**** Given data

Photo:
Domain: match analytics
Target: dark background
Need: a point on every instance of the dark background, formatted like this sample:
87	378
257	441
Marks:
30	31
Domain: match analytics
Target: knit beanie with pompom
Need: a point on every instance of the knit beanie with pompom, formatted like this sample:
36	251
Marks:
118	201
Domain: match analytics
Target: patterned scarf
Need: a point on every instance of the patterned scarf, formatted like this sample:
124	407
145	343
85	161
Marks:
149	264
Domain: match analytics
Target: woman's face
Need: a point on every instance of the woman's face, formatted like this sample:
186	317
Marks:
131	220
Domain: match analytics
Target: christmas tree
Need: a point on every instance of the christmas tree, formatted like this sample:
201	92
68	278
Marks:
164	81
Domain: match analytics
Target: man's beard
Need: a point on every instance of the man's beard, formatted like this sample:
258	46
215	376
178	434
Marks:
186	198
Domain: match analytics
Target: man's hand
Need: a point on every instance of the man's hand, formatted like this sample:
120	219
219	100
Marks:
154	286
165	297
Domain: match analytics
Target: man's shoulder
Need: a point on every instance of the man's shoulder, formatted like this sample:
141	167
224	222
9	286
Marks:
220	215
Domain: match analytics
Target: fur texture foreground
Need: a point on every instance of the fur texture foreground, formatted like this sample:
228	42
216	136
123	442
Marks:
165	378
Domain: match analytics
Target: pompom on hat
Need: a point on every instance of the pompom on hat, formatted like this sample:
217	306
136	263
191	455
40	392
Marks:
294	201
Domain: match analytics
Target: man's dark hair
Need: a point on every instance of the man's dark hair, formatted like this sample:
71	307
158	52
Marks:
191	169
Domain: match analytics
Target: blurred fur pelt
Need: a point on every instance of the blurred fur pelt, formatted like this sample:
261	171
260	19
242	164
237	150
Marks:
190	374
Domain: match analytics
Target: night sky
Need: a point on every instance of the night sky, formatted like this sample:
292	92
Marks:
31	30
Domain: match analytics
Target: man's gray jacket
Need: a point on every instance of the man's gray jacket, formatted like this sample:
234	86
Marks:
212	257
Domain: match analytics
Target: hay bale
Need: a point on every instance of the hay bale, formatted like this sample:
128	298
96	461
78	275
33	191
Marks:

********

Brief: Please show every line of the records that contains the word "beard", copying each line in full.

Output for this task:
Target: man's beard
Need: a point on every instance of the man's beard, formatted like this sample:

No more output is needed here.